Saved entries

▶

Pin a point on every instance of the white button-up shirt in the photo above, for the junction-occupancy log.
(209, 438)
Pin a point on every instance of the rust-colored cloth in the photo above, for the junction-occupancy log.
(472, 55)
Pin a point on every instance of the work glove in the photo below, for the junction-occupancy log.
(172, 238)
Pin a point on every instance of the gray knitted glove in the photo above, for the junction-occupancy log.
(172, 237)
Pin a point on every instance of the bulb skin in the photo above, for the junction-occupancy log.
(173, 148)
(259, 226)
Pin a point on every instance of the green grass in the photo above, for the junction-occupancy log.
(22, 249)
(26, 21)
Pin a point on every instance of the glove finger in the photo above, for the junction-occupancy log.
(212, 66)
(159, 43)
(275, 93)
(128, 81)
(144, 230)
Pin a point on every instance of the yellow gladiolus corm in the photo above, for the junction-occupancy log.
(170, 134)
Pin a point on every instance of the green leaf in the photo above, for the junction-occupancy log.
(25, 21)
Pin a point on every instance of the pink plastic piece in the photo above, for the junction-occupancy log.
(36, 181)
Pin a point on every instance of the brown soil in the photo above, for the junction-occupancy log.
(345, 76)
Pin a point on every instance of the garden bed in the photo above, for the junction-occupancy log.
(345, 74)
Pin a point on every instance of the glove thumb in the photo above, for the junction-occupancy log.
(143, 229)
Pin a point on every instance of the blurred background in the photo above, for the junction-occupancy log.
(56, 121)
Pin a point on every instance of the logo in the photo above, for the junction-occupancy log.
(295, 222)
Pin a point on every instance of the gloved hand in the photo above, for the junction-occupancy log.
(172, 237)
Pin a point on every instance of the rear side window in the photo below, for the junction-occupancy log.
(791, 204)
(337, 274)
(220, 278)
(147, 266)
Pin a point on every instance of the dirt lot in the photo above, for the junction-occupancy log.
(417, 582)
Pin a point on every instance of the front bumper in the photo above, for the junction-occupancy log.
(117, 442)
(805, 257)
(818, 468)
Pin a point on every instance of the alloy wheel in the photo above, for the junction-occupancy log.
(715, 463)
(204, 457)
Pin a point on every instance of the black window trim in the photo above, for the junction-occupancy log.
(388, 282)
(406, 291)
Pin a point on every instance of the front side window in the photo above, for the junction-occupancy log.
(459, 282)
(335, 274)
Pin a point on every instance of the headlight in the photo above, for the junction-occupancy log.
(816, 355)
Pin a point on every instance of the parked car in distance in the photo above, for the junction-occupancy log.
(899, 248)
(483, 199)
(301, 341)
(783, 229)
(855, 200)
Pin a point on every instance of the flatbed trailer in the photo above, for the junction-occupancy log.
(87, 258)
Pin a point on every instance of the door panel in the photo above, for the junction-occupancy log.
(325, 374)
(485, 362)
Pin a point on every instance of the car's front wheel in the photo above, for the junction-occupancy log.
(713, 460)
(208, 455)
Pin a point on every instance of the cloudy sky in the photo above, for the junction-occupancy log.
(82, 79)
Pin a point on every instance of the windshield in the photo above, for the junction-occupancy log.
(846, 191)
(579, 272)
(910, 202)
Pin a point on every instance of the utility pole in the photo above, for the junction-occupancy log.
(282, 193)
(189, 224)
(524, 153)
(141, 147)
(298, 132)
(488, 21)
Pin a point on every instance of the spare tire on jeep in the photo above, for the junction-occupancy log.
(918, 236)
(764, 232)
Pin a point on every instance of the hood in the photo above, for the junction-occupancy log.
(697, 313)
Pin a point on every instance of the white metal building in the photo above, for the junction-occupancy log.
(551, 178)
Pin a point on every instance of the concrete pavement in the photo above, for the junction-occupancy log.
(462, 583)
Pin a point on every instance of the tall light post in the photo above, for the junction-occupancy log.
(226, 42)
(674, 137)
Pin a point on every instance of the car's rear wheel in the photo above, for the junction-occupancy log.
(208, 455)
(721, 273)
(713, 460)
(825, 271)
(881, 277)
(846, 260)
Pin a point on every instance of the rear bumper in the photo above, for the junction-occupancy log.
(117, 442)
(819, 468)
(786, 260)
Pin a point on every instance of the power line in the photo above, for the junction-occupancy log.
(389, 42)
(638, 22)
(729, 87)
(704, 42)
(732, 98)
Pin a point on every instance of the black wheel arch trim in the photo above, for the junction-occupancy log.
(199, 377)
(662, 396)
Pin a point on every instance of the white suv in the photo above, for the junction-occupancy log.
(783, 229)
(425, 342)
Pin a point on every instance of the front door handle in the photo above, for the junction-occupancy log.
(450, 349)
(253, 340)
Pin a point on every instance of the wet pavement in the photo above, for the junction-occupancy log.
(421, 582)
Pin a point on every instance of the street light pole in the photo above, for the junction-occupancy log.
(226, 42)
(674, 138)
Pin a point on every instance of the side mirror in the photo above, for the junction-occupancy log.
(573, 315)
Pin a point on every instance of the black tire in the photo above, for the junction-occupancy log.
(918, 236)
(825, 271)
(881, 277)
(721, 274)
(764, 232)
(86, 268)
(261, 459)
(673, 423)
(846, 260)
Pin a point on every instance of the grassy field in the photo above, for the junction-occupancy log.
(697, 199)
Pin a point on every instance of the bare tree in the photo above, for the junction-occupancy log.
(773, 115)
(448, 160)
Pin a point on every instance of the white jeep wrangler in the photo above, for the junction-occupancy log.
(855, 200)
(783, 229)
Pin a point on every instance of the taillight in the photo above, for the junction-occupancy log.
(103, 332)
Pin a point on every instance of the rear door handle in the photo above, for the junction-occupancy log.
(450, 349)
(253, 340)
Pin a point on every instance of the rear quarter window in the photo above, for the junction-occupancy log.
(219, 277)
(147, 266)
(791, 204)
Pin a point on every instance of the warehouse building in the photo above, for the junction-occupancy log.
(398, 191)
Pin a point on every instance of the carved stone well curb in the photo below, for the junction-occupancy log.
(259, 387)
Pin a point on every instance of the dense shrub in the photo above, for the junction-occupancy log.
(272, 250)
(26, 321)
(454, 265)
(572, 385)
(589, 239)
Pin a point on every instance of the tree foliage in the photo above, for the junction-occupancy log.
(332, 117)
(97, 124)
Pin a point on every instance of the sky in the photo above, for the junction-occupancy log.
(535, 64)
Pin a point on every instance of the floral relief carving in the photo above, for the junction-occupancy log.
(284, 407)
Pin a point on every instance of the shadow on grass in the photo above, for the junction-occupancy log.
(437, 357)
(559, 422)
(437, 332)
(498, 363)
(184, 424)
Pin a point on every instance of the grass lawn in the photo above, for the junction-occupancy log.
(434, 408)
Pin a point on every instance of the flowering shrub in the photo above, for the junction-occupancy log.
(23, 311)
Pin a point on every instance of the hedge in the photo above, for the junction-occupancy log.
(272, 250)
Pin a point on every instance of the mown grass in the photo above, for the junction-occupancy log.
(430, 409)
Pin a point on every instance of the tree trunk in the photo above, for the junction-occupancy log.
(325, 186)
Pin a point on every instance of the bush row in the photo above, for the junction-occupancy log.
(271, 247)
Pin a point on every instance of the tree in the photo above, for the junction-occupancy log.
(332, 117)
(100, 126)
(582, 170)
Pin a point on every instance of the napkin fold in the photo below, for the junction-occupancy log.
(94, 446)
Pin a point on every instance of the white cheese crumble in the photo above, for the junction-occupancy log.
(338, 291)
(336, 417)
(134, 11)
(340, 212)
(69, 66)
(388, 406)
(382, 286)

◀

» Problem description
Make an exact copy of the data above.

» Task solution
Pin a point on every instance of the white button-up shirt in the photo above, for the junction-occupancy log.
(209, 438)
Pin a point on every instance of the rust-colored cloth in the photo above, for the junction-occupancy log.
(472, 55)
Pin a point on every instance of the work glove in the photo below, for the junction-occupancy log.
(172, 238)
Pin a point on every instance of the gray knitted glove in the photo above, for the junction-occupancy log.
(172, 237)
Pin a point on every instance of the bulb skin in the photo above, for the junction-occupancy log.
(173, 148)
(259, 226)
Pin a point on every instance of the green grass in the photo above, for the junction-occupancy log.
(22, 249)
(26, 21)
Pin a point on every instance of the glove finger in the photo above, for the junction-occupancy log.
(212, 66)
(159, 43)
(275, 93)
(128, 81)
(144, 230)
Pin a point on every instance of the yellow gladiolus corm in the photo above, for the junction-occupancy log.
(170, 134)
Pin a point on every instance of the green leaf in the photo above, for the junction-occupancy log.
(25, 21)
Pin a point on every instance of the pink plastic piece in the photo above, for the junction-occupancy log.
(36, 181)
Pin a point on every instance of the brown soil in the photo above, for the junction-occupancy log.
(345, 76)
Pin a point on every instance of the garden bed in the photo above, for the junction-occupancy log.
(345, 74)
Pin a point on every instance of the glove thumb in the photo above, for the junction-occupancy log.
(143, 229)
Pin a point on every instance of the blurred background in the photo above, for the junction-occupancy log.
(56, 121)
Pin a point on every instance of the logo in the photo above, for the junction-occupancy log.
(295, 222)
Pin a point on every instance of the gloved hand in the photo above, for the junction-occupancy log.
(172, 237)
Pin a point on every instance of the rear side window in the photo below, for the junction-occupancy log.
(791, 204)
(337, 274)
(220, 278)
(147, 266)
Pin a point on every instance of the dirt lot in the photo above, for the junction-occupancy log.
(417, 582)
Pin a point on every instance of the front bumper in the photo above, for the junction-occupancy log.
(117, 442)
(805, 257)
(818, 468)
Pin a point on every instance of the alloy wheel in the photo above, for the junction-occupancy log.
(715, 463)
(204, 457)
Pin a point on every instance of the black window trim in the photo above, for the junction-occupancy log.
(388, 282)
(406, 291)
Pin a point on every instance of the front side window in the photo above, for the junction-occupancy log.
(459, 282)
(335, 274)
Pin a point on every instance of the headlight in the photo above, for the junction-occupancy log.
(816, 355)
Pin a point on every instance of the parked car in distance in the photo above, for the junction-occupancy log.
(899, 248)
(483, 199)
(301, 341)
(783, 229)
(855, 200)
Pin a point on every instance of the flatbed trailer in the photo above, for the junction-occupancy log.
(87, 258)
Pin a point on every instance of the door panel in the photo above, for the junction-occupancy log.
(325, 374)
(485, 362)
Pin a point on every instance of the car's front wheel in the photo above, for the junction-occupancy log.
(713, 460)
(208, 455)
Pin a point on every instance of the cloudy sky in the photo above, for the junction-occupancy log.
(82, 79)
Pin a point on every instance of the windshield in the photo above, for the junction-occupancy log.
(846, 191)
(579, 272)
(910, 202)
Pin a point on every instance of the utility pole in the photo above, for the junction-occupancy log.
(282, 193)
(189, 224)
(524, 153)
(141, 147)
(298, 132)
(488, 21)
Pin a point on every instance of the spare tire on jeep in the photo above, for the junction-occupancy log.
(918, 236)
(764, 232)
Pin a point on every instance of the hood in the photo above, for the junction-occupancy log.
(697, 313)
Pin a point on every instance of the white metal building in the photo above, for the junction-occupancy log.
(551, 178)
Pin a point on every instance of the concrete pavement in the photo above, for the junction-occupancy log.
(462, 583)
Pin a point on every instance of the tall light post in the photo above, for the junction-occupancy log.
(226, 42)
(674, 137)
Pin a point on every instance of the car's rear wheel in the photo above, for the junction-occupancy log.
(208, 455)
(721, 273)
(713, 460)
(825, 271)
(881, 277)
(846, 260)
Pin a point on every instance of the rear bumper in the photo above, for the junction-occupancy log.
(117, 442)
(819, 468)
(786, 260)
Pin a point on every instance of the power line in the photo above, for the junction-occupancy log.
(389, 42)
(638, 22)
(729, 87)
(704, 42)
(732, 98)
Pin a point on every instance of the black wheel arch trim in the photo above, for the junction-occupancy log.
(199, 377)
(662, 396)
Pin a point on every instance of the white suv in the photo above, for the junction-occupancy log.
(783, 229)
(425, 342)
Pin a point on every instance of the front door handle in the photo above, for the junction-occupancy log.
(450, 349)
(253, 340)
Pin a point on every instance of the wet pavement in the photo above, for the junction-occupancy log.
(421, 582)
Pin a point on every instance of the street light pole in the photo above, for the junction-occupancy log.
(226, 42)
(674, 138)
Pin a point on every instance of the side mirror in the photo above, for the junction-occupancy log.
(573, 315)
Pin a point on every instance of the black tire in the photo above, for the junction-occupancy log.
(918, 236)
(825, 271)
(881, 277)
(721, 274)
(764, 232)
(86, 268)
(261, 459)
(673, 423)
(846, 260)
Pin a point on every instance of the grassy field in the photo above, for the junction-occupancy log.
(697, 199)
Pin a point on every instance of the bare tree in the photo above, for the junction-occupancy log.
(773, 115)
(448, 160)
Pin a point on every instance of the white jeep wrangler in the photo above, for the junction-occupancy log.
(855, 200)
(783, 229)
Pin a point on every instance of the taillight in the photo above, for the junction-occupancy log.
(103, 332)
Pin a point on every instance of the rear door handle in the photo above, for the junction-occupancy log.
(450, 349)
(253, 340)
Pin a point on every instance of the rear quarter window in the photo above, for the junction-occupancy log.
(219, 277)
(147, 266)
(791, 204)
Pin a point on every instance of the warehouse building in the photo above, for the junction-occupancy log.
(398, 191)
Pin a point on every instance of the carved stone well curb in the photo below, for the junction-occupancy log.
(259, 387)
Pin a point on every instance of the dense shrub in the photo above, for the junction-occupancy log.
(272, 250)
(26, 321)
(454, 265)
(572, 385)
(589, 239)
Pin a point on every instance of the tree foliage in the photo above, for the junction-occupancy log.
(332, 117)
(97, 124)
Pin a point on every instance of the sky in the photo above, for the junction-occupancy log.
(535, 64)
Pin a point on every instance of the floral relief carving in the photo above, for the junction-occupancy log.
(284, 407)
Pin a point on every instance of the shadow on grass in the photo above, for the junction-occupancy log.
(437, 357)
(559, 422)
(437, 332)
(498, 363)
(184, 424)
Pin a point on every instance of the grass lawn in the photo above, for the junction-occupancy log.
(434, 408)
Pin a point on every instance of the flowering shrub in the photo above, for the junction-occupancy log.
(23, 311)
Pin a point on every instance of the hedge in the photo above, for the junction-occupancy log.
(272, 250)
Pin a point on every instance of the mown grass in the photo above, for the junction-occupancy log.
(430, 409)
Pin a point on every instance of the tree trunk in the photo above, for the junction-occupancy log.
(325, 186)
Pin a point on every instance of the bush row in the photo above, for the junction-occupancy log.
(271, 247)
Pin a point on every instance of the tree in the photo above, for the junction-occupancy log.
(332, 117)
(100, 126)
(582, 170)
Pin a point on every instance of the napkin fold in the photo below, for the junction-occupancy log.
(94, 446)
Pin a point on every instance of the white cheese crumble in the photo above, for the junction-occupancy log.
(338, 291)
(336, 417)
(134, 11)
(340, 212)
(69, 66)
(388, 406)
(382, 286)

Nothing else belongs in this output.